• Questions:
- 1) In the biomass system claims, what drives the twin screws that convey the biomass?
- 2) Return everything in the biomass system claims from "9. The system" down to "from liquid-solid separation.", copied verbatim.
- 3) Write the next part of the biomass system claims, starting after the final claim shown.

• Selected excerpt:
▼▼▼
9. The system of claim 8, wherein the pressurized reaction vessel comprises an elongated barrel accommodating twin screws for conveying the biomass, the screws being driven by a gearbox and motor.

10. The system of claim 8, wherein the means for discharging a processed biomass from the reaction vessel comprises a processed biomass discharge progressive cavity pump configured to reduce pressure while avoiding clogging from liquid-solid separation, and the means for discharging the wash liquid from each stage of the reaction vessel comprises a wash liquid discharge progressive cavity pump configured to reduce pressure while avoiding clogging from liquid-solid separation.

11. The system of claim 8, wherein the means for separating liquids from solids in each stage of the reaction vessel prior to discharging the wash liquid comprises at least one twin-screw extruder configured to force solids back into the reaction vessel.
▲▲▲
• Extracted entries:
▼▼▼
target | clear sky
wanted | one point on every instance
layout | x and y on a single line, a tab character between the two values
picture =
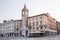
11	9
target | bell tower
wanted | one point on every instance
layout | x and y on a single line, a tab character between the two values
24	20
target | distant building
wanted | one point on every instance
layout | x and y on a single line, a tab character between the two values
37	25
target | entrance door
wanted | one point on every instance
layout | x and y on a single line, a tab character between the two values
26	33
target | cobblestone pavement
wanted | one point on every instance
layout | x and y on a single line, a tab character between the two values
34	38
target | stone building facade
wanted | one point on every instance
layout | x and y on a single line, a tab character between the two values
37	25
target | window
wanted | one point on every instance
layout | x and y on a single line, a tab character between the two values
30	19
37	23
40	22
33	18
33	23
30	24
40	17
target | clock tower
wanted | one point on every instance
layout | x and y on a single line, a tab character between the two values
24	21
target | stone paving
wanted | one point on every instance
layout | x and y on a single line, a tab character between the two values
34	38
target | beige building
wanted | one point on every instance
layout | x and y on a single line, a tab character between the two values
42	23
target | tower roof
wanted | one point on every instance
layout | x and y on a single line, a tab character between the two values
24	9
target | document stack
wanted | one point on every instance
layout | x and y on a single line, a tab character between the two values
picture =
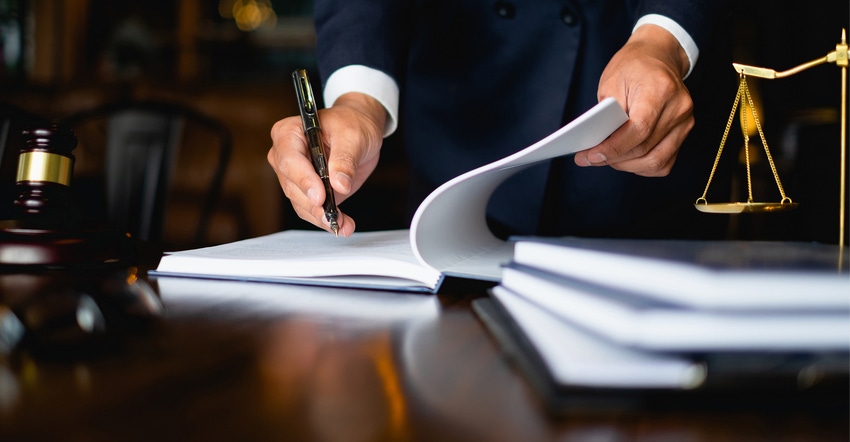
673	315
▲▲▲
• Expected outputs:
- 1) A gearbox and motor.

- 2)
9. The system of claim 8, wherein the pressurized reaction vessel comprises an elongated barrel accommodating twin screws for conveying the biomass, the screws being driven by a gearbox and motor.

10. The system of claim 8, wherein the means for discharging a processed biomass from the reaction vessel comprises a processed biomass discharge progressive cavity pump configured to reduce pressure while avoiding clogging from liquid-solid separation, and the means for discharging the wash liquid from each stage of the reaction vessel comprises a wash liquid discharge progressive cavity pump configured to reduce pressure while avoiding clogging from liquid-solid separation.

- 3)
12. A simulated moving bed (SMB) system of one or more stages for the countercurrent fractionation of lignocellulosic biomass, the system comprising:

a plurality of elongated, pressurized reactors interconnected with a plumbing system for controlling and directing one or more fluid flows;

means for sequential loading of the plurality of reactors with a biomass feedstock and for sequential unloading of a processed biomass;

means for injecting countercurrently a pressurized wash liquid into each stage of the simulated moving bed system;

means for discharging the wash liquid from each stage of the simulated moving bed system;

means for separating liquids from solids prior to discharging the wash liquid and transferring the wash liquid between reactors;

means for maintaining a desired temperature in each of the plurality of reactors of the simulated moving bed system;

means for transferring heat from the wash liquid being discharged to the wash liquid being injected;

means for controlling a pressure in each of the plurality of reactors to prevent boiling and to maintain a desired liquid flow throughout the simulated moving bed system; and

means for sequential switching of a plurality of valves to create a desired countercurrent, moving bed simulation.

13. The system of claim 12, wherein the means for sequential loading of the plurality of reactors with a biomass feedstock and for sequential unloading of a processed biomass comprises:

one or more augurs configured to load the biomass feedstock into the plurality of reactors; and

means for slurrying and washing out the processed biomass with water.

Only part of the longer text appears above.